*Provided material:*
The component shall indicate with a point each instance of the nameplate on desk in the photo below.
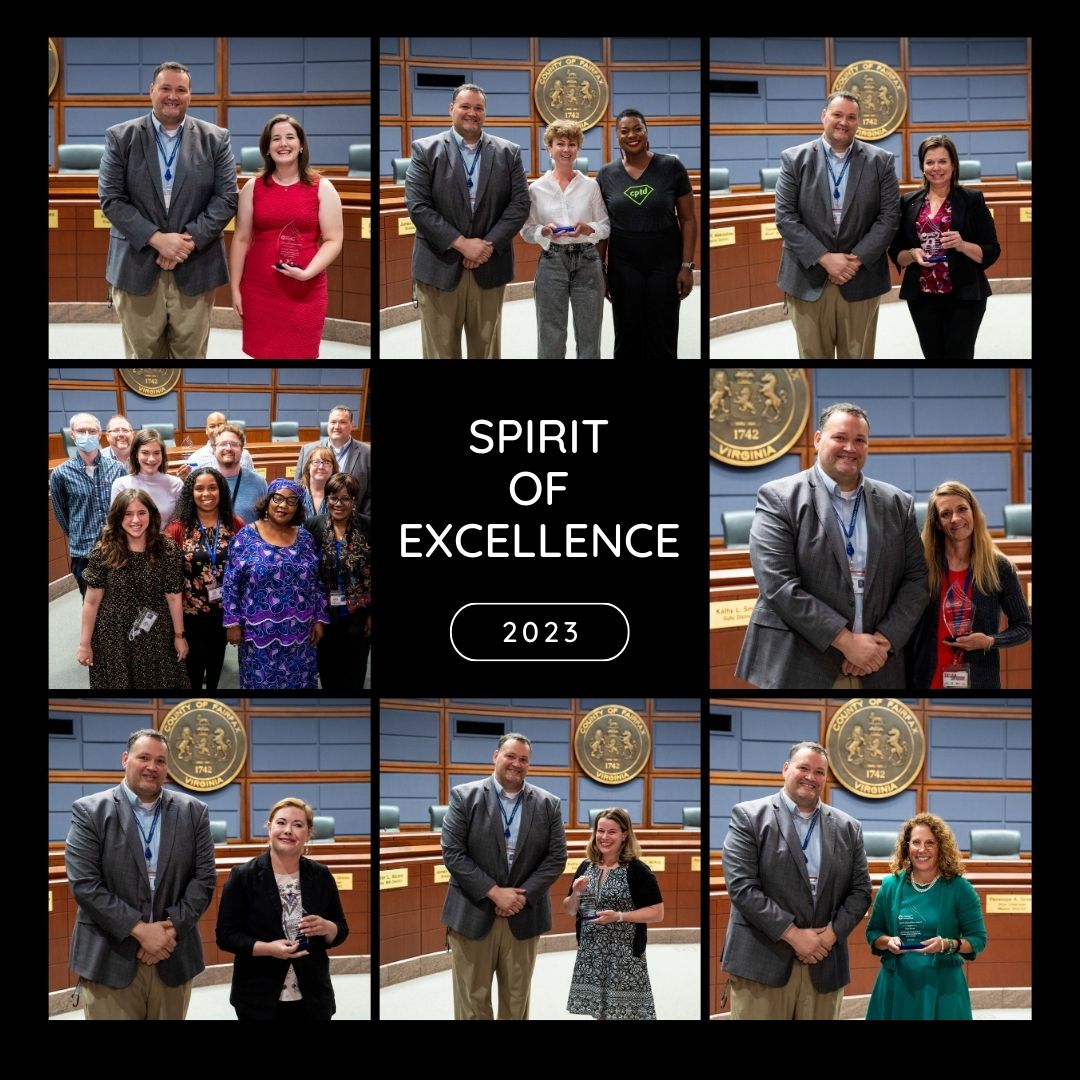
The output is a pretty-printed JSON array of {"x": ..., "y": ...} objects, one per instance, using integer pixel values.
[
  {"x": 726, "y": 613},
  {"x": 1008, "y": 903},
  {"x": 394, "y": 879}
]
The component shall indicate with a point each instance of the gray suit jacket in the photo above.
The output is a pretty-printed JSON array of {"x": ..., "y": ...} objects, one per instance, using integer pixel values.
[
  {"x": 358, "y": 461},
  {"x": 204, "y": 200},
  {"x": 474, "y": 852},
  {"x": 805, "y": 219},
  {"x": 767, "y": 881},
  {"x": 437, "y": 203},
  {"x": 108, "y": 878},
  {"x": 805, "y": 592}
]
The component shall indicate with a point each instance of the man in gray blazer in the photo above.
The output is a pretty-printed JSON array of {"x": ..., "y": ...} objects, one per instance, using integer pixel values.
[
  {"x": 352, "y": 456},
  {"x": 837, "y": 208},
  {"x": 839, "y": 568},
  {"x": 798, "y": 881},
  {"x": 167, "y": 185},
  {"x": 468, "y": 197},
  {"x": 504, "y": 847},
  {"x": 140, "y": 864}
]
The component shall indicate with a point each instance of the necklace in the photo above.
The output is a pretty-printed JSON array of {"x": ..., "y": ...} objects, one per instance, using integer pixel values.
[{"x": 925, "y": 888}]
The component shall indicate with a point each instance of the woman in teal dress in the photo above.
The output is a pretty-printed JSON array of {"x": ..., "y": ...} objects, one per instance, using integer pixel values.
[{"x": 927, "y": 905}]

*Your instructions:* Copy out word for word the entries from the line containing "necklace in the photo above." through the end of the entries.

*Answer to this exercise:*
The component shall indicate with a point each instance of the necklace in the photo above.
The output is a pretty-printed JSON array of {"x": ..., "y": ...} objects, one per instance, using integer pixel values.
[{"x": 925, "y": 888}]
The component shall indicate with a point each instance of the woman in teal dress in the photo above.
The output is a pretty-printed JSON array of {"x": ..., "y": ...} objects, one per instance, using integer pixel values.
[{"x": 927, "y": 905}]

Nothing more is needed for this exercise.